=== Stored records ===

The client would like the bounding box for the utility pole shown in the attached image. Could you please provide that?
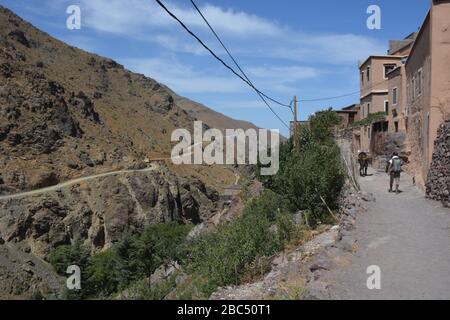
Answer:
[293,96,298,149]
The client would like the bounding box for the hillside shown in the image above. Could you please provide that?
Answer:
[0,6,250,298]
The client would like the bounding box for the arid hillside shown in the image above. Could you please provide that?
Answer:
[0,8,254,194]
[0,6,250,298]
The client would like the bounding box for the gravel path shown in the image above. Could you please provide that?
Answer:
[330,168,450,300]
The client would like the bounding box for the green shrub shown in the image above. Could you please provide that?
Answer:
[49,222,191,299]
[189,191,284,286]
[256,110,345,226]
[86,249,119,296]
[128,275,176,300]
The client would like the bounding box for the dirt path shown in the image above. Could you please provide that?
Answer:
[0,163,158,201]
[331,168,450,300]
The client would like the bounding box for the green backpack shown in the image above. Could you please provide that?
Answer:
[392,158,402,172]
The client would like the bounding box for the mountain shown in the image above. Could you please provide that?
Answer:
[165,89,258,132]
[0,6,251,298]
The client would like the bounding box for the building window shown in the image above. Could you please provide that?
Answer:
[417,69,423,97]
[406,83,411,105]
[384,100,389,113]
[384,64,397,79]
[392,88,398,106]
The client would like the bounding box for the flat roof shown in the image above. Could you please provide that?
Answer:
[359,55,407,69]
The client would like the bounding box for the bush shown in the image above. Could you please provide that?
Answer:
[189,191,290,286]
[49,222,191,299]
[256,110,345,226]
[86,249,119,296]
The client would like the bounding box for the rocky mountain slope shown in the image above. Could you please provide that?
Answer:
[0,6,250,298]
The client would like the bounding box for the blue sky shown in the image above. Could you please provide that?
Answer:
[0,0,430,134]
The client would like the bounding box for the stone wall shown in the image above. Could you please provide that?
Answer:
[426,121,450,207]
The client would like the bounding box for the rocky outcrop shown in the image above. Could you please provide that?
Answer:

===

§ What you are asked to do
Copy out all of the material above word for word, leaving out the picture.

§ Result for this exercise
The client would like the bounding box for the utility pole shown in the attached image. Could you please provide that?
Answer:
[293,96,298,149]
The client would like the bounding box for the hillside shown in the image above. Could you please provide that?
Answer:
[0,6,250,298]
The client would like the bounding box for the arid hillside shown in the image above. Could you please provide that?
Answer:
[0,8,254,194]
[0,6,250,298]
The client would like the bounding box for the gravel path shown in the image above. Could you please provide that?
Answer:
[330,168,450,300]
The client would like the bounding box for the green shrub shown in the image above. Could you please provide that?
Answer:
[49,222,191,299]
[189,191,284,286]
[256,110,345,226]
[86,249,119,296]
[128,275,176,300]
The client would like the bounding box for the dirt path shown in the image above. Could you please provide that?
Answer:
[0,163,158,201]
[331,168,450,300]
The client would like the bounding box for the green backpack shown in the image above. Could you please provide that?
Answer:
[392,158,402,172]
The client would like the bounding box for the mountain shown in the image above. Could you please provide that?
Answer:
[165,89,258,132]
[0,6,251,298]
The client would like the bounding box for the building window shown in the image above. Could you please provide that?
Answer:
[417,69,423,97]
[406,83,411,105]
[384,100,389,113]
[384,64,397,79]
[392,88,398,106]
The client would like the bounding box for the flat roof shown in the image above. Could you please provide that?
Answer:
[359,55,407,69]
The client would like the bounding box for the bush shown in the image above. Could you please provide that?
Answer:
[189,191,290,286]
[49,222,191,299]
[256,110,345,226]
[86,249,119,296]
The client would like the bounding box for the rocky mountain slope shown in the image above. Could you please provide that?
Answer:
[0,6,250,298]
The client would like the bounding box for the blue sky shown in the image above. Could you please provide that?
Answer:
[0,0,430,134]
The client would like the bounding box for the stone wall shown in the image above. Could you please provide that?
Answer:
[426,121,450,207]
The client would like the bounding box for the rocky outcrop shown in the image above. Could you please provide that?
Answer:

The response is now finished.